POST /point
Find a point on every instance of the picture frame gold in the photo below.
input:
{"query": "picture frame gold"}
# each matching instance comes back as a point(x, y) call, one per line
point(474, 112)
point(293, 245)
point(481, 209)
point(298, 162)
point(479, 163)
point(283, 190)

━━━━━━━━━━━━━━━━━━━━━━━━━━━━━━

_Task to carry out_
Please reproduce all of the material exactly.

_Written reply_
POST /point
Find a point on every instance of the picture frame gold in the photo below.
input:
{"query": "picture frame gold"}
# each matching instance comes back as a point(x, y) call, one per line
point(474, 112)
point(293, 245)
point(481, 209)
point(298, 162)
point(479, 163)
point(283, 190)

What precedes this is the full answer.